■ **Stated exercise**
Write out, word for word, the lines of the entries below from the line containing "Task: tag the man's hand" through the end of the entries.

--- START Stored rows ---

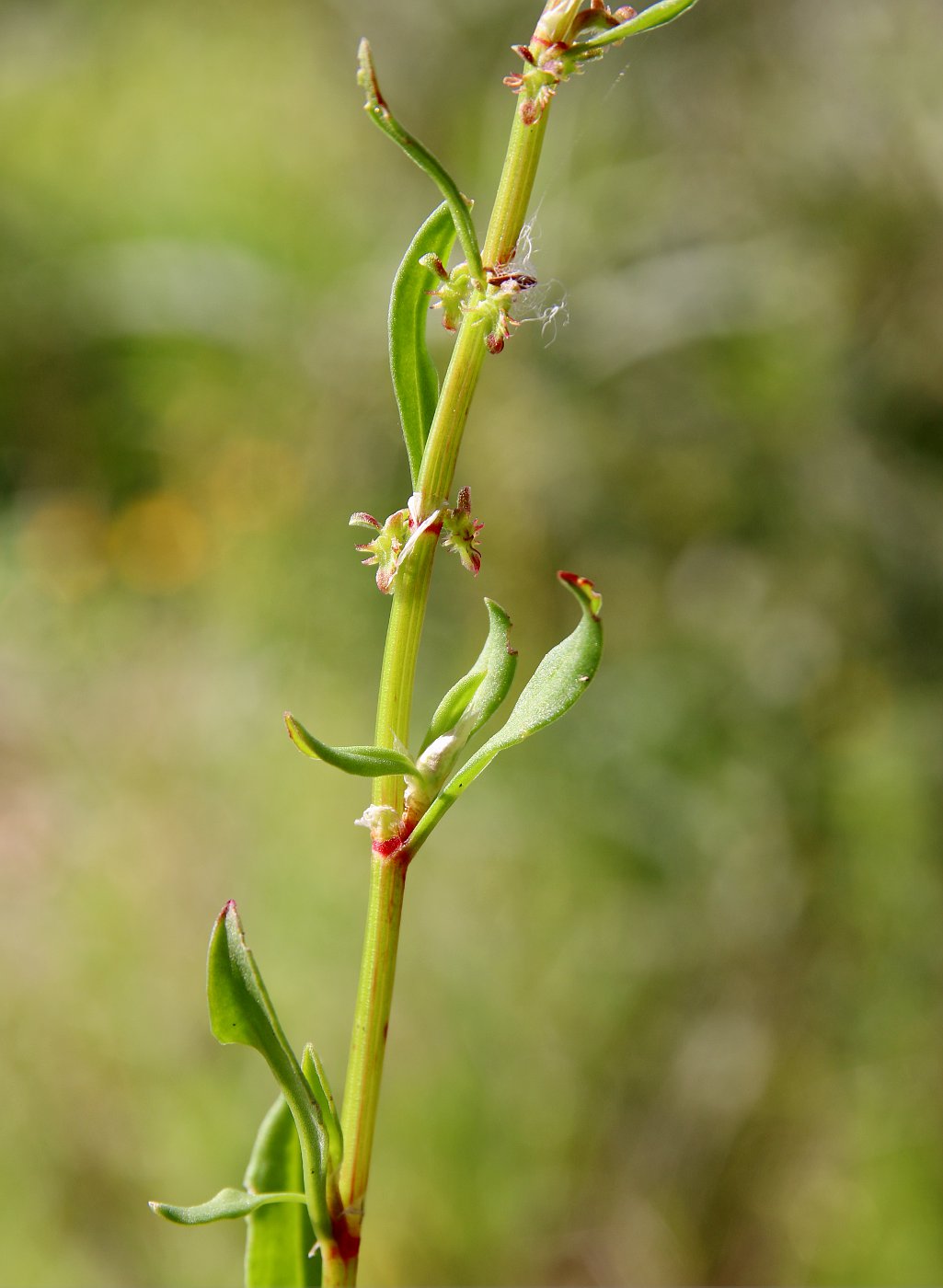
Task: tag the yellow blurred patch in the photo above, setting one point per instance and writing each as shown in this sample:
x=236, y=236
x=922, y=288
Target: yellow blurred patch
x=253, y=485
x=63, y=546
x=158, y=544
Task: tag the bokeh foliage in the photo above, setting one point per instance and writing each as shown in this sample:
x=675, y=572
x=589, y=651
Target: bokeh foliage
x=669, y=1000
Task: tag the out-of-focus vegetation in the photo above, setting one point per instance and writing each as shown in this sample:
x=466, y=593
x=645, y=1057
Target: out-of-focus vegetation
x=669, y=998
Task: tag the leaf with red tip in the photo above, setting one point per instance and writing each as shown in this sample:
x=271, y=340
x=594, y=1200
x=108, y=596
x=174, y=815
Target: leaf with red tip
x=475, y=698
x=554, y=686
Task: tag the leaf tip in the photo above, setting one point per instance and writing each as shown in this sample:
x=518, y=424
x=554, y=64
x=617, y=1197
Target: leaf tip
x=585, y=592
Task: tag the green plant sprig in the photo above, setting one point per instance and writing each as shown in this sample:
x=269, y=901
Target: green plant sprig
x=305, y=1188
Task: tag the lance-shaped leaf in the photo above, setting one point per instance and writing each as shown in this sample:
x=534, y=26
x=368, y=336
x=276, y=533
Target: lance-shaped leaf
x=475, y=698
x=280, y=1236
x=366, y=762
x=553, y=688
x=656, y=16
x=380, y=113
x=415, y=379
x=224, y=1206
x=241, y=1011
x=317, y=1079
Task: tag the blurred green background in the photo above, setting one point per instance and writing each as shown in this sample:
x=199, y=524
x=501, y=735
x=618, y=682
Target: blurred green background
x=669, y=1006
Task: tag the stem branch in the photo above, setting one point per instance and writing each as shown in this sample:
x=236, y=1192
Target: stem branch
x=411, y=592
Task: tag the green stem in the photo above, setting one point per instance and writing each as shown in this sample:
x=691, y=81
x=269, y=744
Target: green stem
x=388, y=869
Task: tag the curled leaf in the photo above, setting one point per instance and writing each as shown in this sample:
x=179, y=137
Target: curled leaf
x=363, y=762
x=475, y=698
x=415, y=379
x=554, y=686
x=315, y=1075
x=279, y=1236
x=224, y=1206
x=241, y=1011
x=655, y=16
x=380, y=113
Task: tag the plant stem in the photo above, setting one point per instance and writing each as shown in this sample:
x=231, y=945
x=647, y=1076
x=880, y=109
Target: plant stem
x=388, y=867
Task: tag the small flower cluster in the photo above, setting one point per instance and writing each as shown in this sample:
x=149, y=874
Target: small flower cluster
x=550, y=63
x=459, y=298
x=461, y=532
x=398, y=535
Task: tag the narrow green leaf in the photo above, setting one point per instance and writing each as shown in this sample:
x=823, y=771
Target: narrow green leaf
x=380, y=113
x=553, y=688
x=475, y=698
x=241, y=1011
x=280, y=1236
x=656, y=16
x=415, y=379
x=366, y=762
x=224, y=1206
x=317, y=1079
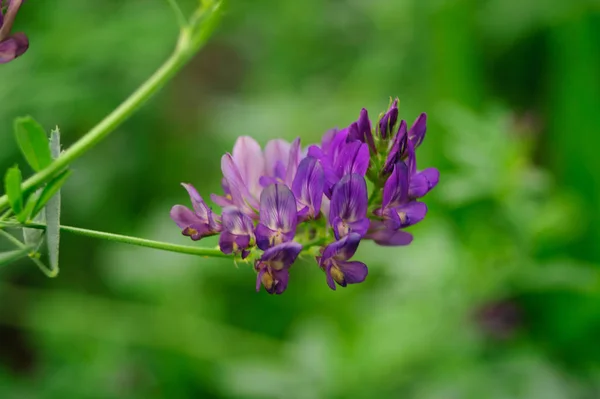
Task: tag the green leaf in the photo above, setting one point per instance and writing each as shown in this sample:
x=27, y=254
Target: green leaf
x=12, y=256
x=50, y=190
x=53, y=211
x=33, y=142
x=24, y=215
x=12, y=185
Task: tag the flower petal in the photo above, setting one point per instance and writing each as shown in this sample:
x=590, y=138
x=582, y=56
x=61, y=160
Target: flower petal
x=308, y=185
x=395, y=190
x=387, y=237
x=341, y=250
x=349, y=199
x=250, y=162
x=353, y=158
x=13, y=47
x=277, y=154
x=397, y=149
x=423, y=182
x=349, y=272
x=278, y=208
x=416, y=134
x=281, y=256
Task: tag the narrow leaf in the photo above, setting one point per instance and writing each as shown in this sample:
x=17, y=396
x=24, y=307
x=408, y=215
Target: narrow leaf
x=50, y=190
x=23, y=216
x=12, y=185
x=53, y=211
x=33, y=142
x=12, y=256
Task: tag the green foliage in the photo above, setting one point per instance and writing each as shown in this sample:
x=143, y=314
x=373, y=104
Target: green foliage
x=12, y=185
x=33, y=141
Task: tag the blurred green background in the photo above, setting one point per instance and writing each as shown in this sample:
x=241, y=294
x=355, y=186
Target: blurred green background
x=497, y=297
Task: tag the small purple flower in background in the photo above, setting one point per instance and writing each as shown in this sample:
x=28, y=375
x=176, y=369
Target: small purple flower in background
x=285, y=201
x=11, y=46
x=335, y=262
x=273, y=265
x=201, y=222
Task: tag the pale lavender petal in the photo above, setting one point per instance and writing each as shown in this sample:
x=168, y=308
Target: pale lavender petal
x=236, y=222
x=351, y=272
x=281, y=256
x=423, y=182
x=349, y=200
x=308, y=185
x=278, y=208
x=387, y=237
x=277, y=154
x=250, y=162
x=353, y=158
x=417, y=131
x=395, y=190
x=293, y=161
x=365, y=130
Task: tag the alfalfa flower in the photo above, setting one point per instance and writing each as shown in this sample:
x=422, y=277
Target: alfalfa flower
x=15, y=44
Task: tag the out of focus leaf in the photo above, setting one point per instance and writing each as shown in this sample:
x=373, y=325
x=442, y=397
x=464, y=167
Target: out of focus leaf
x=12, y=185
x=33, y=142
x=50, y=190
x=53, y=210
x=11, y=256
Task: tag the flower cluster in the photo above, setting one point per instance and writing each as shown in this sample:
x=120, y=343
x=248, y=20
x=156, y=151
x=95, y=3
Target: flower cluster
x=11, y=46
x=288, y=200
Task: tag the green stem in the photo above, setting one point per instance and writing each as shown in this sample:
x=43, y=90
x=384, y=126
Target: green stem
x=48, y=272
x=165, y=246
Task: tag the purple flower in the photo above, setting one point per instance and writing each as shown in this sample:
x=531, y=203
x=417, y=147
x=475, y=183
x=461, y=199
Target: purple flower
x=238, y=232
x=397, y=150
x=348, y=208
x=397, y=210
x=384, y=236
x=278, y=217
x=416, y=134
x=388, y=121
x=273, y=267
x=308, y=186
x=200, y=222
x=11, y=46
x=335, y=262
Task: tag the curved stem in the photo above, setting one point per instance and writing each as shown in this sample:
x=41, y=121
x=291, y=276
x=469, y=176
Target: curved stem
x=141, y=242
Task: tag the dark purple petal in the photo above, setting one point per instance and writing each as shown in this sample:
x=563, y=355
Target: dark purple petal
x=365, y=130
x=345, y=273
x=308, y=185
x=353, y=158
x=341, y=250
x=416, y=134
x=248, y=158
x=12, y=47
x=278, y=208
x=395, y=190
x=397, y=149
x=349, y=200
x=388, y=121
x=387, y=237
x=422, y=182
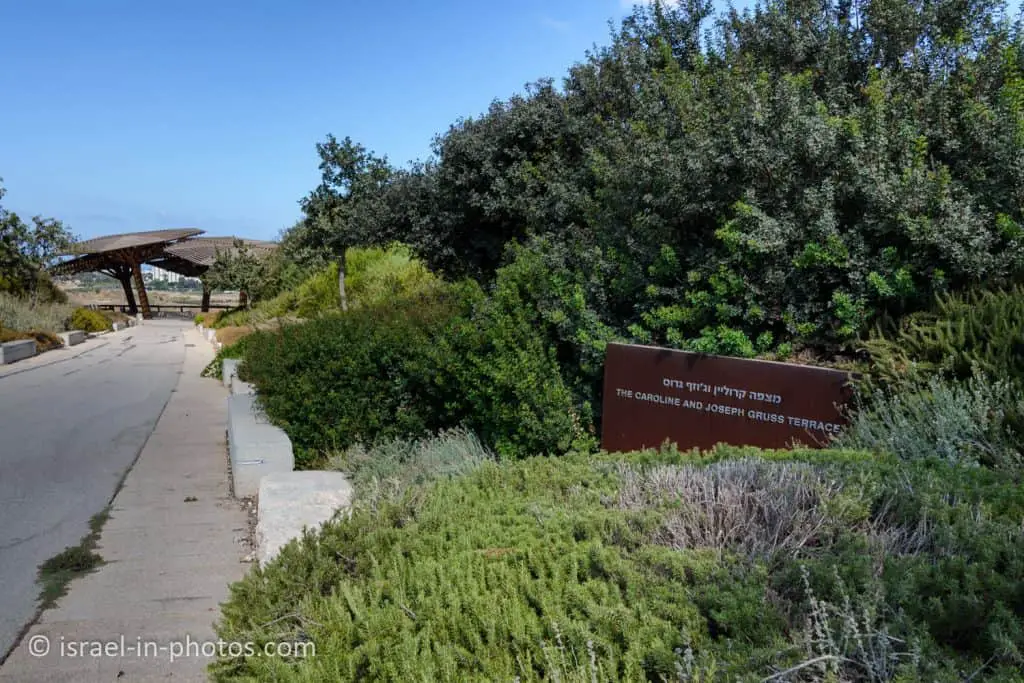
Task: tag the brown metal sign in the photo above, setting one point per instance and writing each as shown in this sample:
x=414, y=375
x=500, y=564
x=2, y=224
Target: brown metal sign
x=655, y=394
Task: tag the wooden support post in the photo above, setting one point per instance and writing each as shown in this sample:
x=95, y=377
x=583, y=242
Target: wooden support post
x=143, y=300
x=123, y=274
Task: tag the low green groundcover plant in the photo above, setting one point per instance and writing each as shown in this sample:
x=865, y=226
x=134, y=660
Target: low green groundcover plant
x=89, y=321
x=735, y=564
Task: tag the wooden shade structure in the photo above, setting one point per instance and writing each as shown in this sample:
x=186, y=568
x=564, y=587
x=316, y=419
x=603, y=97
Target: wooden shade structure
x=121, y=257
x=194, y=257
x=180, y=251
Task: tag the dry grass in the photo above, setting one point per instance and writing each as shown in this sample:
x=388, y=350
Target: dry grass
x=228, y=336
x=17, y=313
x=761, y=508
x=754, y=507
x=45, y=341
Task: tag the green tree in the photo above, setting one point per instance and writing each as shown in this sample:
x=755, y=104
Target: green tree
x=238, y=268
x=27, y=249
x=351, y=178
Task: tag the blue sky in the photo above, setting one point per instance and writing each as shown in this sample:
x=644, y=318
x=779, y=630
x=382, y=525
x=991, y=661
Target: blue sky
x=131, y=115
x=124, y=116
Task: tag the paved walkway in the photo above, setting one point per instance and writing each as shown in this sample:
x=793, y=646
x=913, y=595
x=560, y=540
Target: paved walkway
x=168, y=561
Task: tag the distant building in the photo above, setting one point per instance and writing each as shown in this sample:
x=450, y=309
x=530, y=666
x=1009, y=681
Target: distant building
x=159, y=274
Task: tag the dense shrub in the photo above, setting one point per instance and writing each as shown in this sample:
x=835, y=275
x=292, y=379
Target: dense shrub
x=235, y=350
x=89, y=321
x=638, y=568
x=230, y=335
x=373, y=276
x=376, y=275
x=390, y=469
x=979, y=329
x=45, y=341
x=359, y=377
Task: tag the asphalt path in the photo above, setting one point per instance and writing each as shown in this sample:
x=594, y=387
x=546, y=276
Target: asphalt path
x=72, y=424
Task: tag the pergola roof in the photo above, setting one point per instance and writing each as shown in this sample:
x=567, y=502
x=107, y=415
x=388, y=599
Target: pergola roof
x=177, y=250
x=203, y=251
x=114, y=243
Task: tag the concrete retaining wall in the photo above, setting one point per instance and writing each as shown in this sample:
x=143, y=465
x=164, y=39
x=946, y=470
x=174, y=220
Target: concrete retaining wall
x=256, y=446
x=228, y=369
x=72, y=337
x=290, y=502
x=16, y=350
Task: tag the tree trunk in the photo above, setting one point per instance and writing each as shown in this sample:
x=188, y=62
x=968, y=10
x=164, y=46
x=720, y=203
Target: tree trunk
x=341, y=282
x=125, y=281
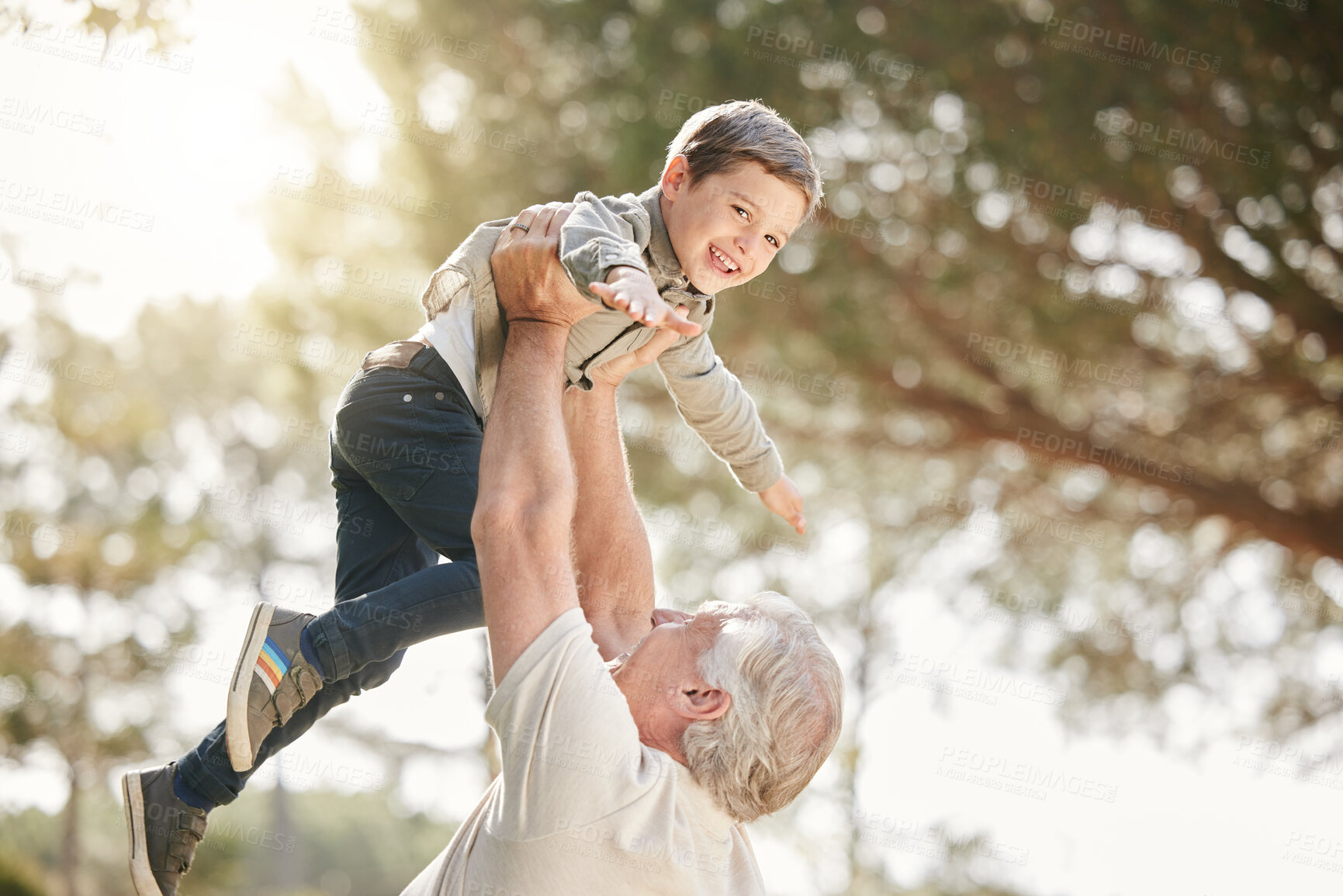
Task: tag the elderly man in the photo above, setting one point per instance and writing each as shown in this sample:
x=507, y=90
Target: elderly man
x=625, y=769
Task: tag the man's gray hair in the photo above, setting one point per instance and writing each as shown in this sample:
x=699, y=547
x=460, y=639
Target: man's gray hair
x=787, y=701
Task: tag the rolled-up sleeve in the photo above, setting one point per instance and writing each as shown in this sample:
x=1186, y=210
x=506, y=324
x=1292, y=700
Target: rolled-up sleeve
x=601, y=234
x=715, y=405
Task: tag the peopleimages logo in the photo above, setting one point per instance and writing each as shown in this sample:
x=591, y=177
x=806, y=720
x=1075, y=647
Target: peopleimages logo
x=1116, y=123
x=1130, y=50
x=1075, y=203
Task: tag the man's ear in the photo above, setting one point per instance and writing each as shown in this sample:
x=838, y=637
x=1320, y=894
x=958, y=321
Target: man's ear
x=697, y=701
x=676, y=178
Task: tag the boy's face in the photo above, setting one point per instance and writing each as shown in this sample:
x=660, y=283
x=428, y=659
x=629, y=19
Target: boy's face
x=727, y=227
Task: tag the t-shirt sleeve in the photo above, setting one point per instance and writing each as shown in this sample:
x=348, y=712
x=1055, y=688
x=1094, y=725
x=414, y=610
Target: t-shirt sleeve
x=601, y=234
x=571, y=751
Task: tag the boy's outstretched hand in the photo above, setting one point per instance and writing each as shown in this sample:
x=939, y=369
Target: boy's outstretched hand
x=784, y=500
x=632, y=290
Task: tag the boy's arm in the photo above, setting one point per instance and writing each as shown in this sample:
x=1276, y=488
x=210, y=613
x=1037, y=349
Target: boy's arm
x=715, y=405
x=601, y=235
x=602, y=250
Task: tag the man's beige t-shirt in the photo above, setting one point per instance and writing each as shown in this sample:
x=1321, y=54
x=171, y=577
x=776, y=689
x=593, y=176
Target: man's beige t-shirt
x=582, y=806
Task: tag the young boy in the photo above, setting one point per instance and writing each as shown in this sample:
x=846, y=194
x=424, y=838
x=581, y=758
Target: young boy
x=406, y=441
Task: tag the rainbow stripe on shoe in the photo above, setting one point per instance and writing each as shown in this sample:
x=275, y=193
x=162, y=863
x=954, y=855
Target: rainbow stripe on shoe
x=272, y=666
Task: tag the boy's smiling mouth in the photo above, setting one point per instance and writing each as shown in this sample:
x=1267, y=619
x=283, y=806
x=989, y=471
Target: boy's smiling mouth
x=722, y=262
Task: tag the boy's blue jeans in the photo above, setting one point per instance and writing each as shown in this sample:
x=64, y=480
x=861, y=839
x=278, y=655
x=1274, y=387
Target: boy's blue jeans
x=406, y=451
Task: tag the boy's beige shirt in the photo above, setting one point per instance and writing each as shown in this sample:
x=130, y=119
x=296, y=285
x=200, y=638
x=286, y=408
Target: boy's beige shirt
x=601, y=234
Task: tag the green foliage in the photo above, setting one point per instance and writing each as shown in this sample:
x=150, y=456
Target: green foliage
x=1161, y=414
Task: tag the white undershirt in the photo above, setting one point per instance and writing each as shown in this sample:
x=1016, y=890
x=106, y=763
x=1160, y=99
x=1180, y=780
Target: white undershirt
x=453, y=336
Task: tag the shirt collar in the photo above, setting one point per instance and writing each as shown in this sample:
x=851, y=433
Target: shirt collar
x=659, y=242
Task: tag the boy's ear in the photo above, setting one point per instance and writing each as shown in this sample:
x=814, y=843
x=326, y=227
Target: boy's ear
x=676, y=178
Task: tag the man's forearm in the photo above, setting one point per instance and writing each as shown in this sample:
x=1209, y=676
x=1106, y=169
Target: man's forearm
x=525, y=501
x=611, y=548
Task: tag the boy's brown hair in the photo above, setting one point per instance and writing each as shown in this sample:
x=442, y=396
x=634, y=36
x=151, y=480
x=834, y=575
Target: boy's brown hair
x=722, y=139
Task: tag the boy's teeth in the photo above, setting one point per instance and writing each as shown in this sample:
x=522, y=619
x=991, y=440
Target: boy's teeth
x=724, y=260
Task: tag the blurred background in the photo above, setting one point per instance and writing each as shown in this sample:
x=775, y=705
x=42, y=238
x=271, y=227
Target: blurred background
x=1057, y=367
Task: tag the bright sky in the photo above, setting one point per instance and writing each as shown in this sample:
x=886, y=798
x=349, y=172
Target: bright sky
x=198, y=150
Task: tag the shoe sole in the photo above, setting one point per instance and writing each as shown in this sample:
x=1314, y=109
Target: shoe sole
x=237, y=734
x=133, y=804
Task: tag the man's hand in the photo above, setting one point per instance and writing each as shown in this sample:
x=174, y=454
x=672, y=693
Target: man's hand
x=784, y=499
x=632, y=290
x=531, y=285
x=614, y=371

--- END Stored rows ---

■ **Correct response**
Task: tag the man's hand in the photo above, setting one point per instance and writing each as shown in this sample:
x=174, y=454
x=672, y=693
Target: man's hand
x=784, y=499
x=632, y=290
x=531, y=285
x=614, y=371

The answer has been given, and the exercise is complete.